▶ _THE PROBLEM_:
A complete and exact copy of the data below is the task.

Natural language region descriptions
:::
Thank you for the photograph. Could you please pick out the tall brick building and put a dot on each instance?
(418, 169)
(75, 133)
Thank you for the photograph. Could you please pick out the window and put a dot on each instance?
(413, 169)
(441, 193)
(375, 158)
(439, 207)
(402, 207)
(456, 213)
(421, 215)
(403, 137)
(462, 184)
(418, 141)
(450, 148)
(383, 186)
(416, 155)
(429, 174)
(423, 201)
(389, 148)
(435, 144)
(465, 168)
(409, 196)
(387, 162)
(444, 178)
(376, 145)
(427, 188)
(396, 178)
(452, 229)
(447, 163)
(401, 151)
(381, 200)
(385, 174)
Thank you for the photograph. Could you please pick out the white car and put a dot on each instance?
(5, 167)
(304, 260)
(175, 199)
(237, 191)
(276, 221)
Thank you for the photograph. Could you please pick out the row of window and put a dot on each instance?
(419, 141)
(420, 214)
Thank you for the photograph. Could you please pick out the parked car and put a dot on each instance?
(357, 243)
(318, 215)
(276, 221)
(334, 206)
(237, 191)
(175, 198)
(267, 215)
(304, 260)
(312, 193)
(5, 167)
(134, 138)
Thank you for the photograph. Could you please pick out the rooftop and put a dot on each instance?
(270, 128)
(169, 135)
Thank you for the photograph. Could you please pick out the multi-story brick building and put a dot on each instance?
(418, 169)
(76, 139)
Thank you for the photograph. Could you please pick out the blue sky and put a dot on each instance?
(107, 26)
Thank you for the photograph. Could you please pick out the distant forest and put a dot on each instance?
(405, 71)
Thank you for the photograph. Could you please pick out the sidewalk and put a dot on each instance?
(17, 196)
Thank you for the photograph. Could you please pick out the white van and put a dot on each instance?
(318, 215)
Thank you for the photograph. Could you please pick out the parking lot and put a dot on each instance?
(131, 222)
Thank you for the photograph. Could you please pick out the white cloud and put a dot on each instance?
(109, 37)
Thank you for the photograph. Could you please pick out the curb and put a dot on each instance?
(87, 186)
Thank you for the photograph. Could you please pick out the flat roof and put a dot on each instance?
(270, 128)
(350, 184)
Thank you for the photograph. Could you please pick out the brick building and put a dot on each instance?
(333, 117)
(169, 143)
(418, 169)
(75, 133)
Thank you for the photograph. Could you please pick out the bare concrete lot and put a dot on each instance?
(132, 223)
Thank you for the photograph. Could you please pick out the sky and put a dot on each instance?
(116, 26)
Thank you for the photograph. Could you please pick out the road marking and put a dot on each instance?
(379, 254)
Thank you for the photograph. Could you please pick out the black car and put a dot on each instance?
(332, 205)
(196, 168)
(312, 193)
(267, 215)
:::
▶ _RESPONSE TO THE EXERCISE_:
Thank you for the photograph. Could you please pick out the tall brick building and put a dot on each instance?
(418, 169)
(75, 133)
Thank you for the photograph. Could you please pick out the window and put a dot on each instance?
(413, 169)
(441, 193)
(375, 158)
(439, 207)
(402, 207)
(456, 213)
(421, 215)
(403, 137)
(462, 184)
(418, 141)
(450, 148)
(383, 186)
(416, 155)
(429, 174)
(423, 201)
(389, 148)
(435, 144)
(465, 168)
(409, 196)
(387, 162)
(444, 178)
(376, 145)
(427, 188)
(396, 178)
(452, 229)
(447, 163)
(401, 151)
(381, 200)
(385, 174)
Thank you for the photograph. Could you please pick out the white car and put a dot on each instance?
(5, 167)
(304, 260)
(175, 199)
(237, 191)
(276, 221)
Thank you for the photograph. Could you please pick out the row of window and put a dot on each instance?
(419, 141)
(420, 214)
Thank you for the photograph. Could you please pick out the parked car and put a dot on each instance?
(357, 243)
(318, 215)
(276, 221)
(334, 206)
(237, 191)
(175, 198)
(267, 215)
(304, 260)
(312, 193)
(5, 167)
(134, 138)
Thank you for the photograph. Could you please pick out the rooftop and put a dot on each instance?
(270, 128)
(169, 135)
Thank you for the photograph. Could you please pick out the multi-story brick building and put a dot on each instance?
(418, 169)
(76, 139)
Thank you for the photograph. Could you please pick out the blue sky and put a dot on each instance?
(107, 26)
Thank you for the photograph. Could you please pick out the distant forest and put a dot on each instance?
(405, 71)
Thank you for the photograph. Could you please pick out the sidewalk and put a dot on each instance?
(17, 196)
Thank you for the photograph. Could you please pick out the white van and put a dot on each instance?
(318, 215)
Thank you for the photograph. Could you please pick out the parking lot and put a dot on each instance?
(131, 222)
Thank you for the photograph. Could you please pick out the white cloud and put a dot on each instance?
(109, 37)
Thank you for the photograph. Could you please pick out the curb and put a dot on each instance?
(87, 186)
Thank you for the photograph. Could you please pick out the flat roof and put a dot on each instance?
(270, 128)
(350, 184)
Thank you for the photograph. Could you please pick out the brick building and put a dot on each instance?
(333, 117)
(169, 143)
(418, 169)
(75, 133)
Thank you for the photograph. Could you please pick out the bare concrete lot and put a dot on each instance?
(132, 223)
Thank you for the photograph. Could you please pick out the sky and put a dot on each instance?
(116, 26)
Thank you for the photograph. Could you please pick out the road marking and put a dot on each instance?
(379, 254)
Thank you for the photograph. Could you please pick out the black car and put a dot on each instance?
(332, 205)
(196, 168)
(312, 193)
(267, 215)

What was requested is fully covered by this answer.